** PROBLEM REQUIREMENTS **
Tell me how many lines in the data include "green", and keep the reply to that number.

START DATASET RECORDS

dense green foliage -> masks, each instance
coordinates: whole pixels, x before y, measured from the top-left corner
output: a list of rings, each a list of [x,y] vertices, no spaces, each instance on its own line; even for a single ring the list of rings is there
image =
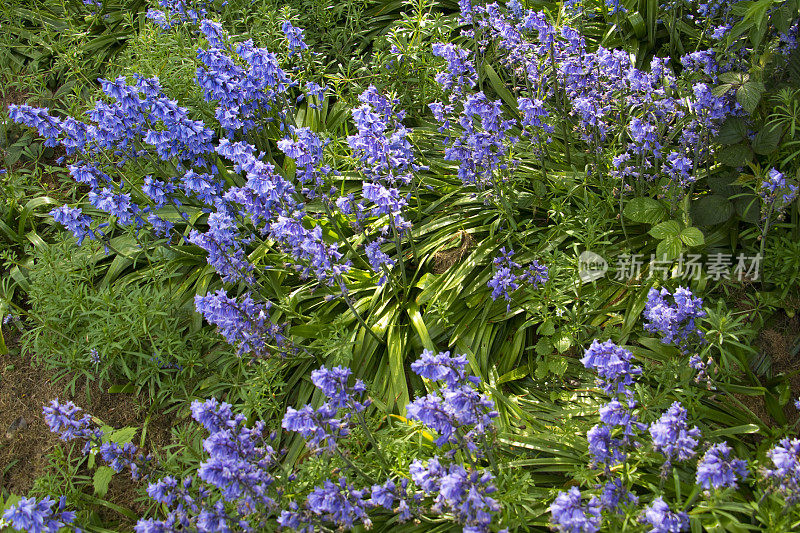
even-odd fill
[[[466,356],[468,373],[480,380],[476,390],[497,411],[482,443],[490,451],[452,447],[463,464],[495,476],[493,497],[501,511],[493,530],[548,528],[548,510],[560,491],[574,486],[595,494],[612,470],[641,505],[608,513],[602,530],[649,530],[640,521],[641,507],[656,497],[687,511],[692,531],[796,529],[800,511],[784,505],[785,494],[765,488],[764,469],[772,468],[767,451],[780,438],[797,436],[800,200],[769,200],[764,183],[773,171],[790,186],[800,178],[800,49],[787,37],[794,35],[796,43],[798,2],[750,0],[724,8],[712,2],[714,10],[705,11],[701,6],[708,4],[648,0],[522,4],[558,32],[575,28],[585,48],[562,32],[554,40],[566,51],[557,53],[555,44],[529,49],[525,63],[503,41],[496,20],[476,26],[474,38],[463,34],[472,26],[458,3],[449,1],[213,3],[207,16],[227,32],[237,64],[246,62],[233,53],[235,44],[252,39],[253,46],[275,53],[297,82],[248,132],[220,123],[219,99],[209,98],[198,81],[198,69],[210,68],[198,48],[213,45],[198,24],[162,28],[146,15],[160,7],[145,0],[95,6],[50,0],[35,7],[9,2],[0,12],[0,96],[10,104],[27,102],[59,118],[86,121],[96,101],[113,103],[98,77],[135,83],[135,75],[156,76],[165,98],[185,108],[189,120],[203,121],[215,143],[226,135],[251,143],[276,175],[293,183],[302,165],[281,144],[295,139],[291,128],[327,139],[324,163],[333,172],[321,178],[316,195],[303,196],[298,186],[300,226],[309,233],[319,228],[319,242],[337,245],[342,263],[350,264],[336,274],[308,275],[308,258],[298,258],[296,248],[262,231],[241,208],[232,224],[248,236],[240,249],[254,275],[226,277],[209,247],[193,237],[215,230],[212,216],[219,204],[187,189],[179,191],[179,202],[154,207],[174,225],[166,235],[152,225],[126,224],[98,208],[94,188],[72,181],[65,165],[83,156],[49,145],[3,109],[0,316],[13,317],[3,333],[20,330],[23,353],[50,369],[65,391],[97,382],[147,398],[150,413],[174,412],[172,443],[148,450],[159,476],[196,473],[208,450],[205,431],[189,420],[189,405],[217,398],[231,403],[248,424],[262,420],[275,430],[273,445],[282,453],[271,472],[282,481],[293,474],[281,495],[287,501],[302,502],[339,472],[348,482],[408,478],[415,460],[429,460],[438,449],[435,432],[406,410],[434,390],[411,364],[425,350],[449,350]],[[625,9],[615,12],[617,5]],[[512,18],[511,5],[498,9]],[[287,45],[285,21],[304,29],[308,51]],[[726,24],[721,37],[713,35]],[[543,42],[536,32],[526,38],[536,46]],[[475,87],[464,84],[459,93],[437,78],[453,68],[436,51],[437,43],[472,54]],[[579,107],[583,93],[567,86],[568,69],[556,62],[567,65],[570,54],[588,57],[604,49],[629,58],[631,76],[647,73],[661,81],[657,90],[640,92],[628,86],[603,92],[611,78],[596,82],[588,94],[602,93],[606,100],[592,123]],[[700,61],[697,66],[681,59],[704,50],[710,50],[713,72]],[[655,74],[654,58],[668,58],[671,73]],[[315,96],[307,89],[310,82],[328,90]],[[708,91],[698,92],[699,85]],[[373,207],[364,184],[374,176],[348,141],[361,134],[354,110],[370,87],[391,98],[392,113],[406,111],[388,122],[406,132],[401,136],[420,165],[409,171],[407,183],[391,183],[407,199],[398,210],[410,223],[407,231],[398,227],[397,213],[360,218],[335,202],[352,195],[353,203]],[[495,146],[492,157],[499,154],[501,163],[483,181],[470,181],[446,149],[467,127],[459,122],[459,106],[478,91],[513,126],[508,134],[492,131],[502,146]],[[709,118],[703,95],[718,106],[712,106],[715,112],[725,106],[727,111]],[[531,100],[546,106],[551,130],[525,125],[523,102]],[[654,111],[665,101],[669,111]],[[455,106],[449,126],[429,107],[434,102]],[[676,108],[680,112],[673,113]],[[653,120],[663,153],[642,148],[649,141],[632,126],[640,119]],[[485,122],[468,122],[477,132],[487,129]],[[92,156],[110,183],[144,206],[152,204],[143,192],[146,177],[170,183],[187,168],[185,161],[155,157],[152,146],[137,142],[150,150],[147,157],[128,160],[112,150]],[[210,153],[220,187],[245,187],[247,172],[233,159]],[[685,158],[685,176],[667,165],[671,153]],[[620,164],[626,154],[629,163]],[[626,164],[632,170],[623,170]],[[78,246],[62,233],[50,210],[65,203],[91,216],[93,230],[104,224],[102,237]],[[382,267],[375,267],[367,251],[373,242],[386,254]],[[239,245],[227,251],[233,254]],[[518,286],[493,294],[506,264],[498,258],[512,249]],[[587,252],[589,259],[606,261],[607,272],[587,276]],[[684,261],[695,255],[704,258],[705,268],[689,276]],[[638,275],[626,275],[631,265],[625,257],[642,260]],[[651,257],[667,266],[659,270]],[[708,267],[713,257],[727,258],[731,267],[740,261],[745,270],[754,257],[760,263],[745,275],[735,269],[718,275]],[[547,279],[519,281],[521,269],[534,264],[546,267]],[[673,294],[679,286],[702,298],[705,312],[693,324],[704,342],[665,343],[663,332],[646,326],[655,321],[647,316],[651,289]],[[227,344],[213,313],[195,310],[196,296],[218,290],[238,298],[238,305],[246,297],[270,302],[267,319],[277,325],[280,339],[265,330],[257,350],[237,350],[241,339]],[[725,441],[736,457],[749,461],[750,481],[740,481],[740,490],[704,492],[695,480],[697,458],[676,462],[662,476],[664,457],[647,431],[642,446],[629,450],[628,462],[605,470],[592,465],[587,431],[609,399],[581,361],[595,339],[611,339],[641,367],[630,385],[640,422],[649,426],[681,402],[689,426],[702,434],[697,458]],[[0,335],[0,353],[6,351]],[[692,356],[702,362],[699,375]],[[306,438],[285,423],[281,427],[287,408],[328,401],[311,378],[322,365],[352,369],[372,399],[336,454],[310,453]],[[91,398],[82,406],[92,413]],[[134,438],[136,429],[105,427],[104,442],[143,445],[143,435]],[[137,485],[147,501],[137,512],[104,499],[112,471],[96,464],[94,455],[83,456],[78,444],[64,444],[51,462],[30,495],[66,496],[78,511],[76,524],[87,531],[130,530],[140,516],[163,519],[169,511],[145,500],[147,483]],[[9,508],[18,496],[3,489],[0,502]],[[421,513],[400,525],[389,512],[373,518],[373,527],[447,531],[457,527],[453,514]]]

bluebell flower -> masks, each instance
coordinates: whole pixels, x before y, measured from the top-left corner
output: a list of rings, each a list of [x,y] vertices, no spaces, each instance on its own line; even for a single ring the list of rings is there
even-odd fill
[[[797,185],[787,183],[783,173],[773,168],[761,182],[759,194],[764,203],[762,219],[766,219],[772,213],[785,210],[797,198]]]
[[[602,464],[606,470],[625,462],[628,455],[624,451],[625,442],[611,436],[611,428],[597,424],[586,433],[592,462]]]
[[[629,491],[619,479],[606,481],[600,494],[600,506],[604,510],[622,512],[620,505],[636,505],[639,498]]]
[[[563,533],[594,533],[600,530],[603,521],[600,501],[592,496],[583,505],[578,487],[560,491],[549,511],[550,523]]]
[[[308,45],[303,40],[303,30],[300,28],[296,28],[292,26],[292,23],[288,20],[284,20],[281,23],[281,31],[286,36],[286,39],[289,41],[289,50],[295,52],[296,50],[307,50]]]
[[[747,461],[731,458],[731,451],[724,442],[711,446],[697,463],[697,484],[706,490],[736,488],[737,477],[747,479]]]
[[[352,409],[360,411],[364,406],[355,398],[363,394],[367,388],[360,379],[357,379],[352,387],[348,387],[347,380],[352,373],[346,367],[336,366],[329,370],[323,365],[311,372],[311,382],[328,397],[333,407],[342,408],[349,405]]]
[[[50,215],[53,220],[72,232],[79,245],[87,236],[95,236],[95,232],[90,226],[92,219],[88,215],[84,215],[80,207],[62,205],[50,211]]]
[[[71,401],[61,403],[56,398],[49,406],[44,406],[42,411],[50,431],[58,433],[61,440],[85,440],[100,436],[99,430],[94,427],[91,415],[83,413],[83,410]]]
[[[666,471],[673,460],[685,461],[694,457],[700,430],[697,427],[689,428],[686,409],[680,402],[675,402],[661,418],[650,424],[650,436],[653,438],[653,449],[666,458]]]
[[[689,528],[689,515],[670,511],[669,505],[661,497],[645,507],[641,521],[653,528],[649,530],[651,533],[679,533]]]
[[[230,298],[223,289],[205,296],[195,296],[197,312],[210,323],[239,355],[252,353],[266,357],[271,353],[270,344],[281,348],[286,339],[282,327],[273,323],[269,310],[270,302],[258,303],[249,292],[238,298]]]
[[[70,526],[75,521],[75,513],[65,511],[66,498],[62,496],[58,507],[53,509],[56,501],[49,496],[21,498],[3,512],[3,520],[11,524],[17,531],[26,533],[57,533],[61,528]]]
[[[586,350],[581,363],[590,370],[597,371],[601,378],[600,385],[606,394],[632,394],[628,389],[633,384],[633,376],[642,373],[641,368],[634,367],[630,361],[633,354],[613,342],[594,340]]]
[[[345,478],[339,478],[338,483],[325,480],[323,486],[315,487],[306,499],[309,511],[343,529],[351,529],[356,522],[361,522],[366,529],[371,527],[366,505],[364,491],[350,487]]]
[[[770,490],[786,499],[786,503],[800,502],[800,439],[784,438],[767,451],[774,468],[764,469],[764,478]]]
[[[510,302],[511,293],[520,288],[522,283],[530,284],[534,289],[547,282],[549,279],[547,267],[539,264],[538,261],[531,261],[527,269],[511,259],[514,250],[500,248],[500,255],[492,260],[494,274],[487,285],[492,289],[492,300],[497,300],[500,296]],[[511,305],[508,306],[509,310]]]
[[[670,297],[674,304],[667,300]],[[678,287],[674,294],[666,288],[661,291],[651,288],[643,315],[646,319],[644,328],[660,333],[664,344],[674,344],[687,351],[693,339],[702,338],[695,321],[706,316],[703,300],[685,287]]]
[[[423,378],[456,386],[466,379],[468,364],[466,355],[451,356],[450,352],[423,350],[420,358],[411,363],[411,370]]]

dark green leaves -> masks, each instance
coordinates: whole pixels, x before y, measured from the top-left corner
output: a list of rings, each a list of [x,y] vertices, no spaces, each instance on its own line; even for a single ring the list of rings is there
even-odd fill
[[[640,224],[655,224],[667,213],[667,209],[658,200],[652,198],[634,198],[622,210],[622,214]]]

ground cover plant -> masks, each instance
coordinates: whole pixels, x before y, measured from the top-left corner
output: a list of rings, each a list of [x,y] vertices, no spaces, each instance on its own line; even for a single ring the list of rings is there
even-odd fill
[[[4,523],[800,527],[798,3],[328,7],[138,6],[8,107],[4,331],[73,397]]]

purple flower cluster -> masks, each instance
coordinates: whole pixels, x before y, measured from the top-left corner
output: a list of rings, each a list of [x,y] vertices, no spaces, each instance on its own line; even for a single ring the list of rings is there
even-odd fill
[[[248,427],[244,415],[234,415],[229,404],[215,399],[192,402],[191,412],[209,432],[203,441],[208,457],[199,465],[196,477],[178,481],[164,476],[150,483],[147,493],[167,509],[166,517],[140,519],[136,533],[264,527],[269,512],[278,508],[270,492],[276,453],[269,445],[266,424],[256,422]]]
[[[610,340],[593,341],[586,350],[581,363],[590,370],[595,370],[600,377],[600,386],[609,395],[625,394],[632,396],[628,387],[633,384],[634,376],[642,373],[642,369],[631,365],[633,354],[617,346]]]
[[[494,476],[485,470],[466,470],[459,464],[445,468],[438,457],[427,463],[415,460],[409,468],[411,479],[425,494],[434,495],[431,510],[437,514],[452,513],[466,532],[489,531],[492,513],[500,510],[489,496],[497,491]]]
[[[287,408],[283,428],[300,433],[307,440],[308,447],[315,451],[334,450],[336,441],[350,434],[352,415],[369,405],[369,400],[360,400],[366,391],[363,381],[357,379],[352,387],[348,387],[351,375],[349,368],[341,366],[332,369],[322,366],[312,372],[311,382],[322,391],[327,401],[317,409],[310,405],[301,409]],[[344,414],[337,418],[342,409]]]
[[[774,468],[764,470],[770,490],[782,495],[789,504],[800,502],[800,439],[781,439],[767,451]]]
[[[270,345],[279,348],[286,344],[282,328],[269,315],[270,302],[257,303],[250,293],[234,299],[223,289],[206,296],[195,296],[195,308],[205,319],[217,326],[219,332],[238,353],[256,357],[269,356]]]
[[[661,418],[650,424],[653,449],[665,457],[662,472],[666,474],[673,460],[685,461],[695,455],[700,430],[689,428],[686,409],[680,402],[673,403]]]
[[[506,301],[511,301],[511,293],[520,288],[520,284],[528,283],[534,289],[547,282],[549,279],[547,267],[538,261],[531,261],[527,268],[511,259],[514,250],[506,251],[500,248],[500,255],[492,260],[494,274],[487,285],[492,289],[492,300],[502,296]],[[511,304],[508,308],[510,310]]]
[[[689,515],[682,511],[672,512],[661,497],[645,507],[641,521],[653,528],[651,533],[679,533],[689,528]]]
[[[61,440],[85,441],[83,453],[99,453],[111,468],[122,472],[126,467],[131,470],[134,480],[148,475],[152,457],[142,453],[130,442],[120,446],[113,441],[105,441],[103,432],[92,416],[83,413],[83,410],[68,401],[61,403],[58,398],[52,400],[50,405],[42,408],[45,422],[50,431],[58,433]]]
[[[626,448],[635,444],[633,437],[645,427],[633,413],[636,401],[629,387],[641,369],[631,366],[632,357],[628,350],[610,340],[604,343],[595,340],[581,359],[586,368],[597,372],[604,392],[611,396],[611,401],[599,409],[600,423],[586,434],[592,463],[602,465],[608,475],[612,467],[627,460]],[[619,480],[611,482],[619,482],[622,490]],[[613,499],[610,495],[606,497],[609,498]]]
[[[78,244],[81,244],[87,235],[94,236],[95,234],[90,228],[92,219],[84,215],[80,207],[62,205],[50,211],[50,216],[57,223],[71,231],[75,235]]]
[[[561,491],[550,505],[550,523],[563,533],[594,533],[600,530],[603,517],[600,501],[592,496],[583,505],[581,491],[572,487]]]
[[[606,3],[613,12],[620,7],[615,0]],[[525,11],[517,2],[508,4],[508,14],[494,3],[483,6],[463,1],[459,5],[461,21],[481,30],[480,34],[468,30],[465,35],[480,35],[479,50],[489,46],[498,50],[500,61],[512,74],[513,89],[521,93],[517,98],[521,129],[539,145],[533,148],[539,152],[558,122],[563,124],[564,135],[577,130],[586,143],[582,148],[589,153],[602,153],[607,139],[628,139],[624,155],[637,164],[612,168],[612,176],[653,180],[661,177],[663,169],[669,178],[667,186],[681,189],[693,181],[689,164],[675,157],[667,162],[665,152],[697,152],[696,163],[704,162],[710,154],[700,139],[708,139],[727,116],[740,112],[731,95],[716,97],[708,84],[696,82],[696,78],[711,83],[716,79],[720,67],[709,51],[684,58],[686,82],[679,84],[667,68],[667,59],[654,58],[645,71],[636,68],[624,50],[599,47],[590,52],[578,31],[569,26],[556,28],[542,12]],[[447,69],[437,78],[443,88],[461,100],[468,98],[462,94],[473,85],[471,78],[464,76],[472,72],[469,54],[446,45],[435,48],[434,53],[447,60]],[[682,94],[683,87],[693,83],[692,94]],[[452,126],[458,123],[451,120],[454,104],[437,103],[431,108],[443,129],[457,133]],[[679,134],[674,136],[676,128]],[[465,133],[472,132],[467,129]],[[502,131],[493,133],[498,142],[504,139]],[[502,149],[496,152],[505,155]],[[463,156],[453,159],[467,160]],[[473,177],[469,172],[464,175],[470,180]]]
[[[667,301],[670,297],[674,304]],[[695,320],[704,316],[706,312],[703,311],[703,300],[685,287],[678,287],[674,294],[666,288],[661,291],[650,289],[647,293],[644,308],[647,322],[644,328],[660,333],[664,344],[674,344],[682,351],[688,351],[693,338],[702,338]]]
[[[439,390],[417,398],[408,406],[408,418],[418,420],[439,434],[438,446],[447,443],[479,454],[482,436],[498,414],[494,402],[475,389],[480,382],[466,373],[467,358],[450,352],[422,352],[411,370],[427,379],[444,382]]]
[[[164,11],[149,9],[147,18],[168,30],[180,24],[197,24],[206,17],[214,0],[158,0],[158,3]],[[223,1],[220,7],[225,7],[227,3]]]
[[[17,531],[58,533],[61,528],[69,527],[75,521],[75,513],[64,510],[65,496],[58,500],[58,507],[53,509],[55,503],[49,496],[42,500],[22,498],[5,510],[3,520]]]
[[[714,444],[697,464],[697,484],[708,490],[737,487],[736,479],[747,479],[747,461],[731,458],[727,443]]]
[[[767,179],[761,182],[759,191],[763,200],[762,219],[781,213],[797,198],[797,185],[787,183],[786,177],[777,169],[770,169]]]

END DATASET RECORDS

** OUTPUT FOR THIS EXERCISE **
2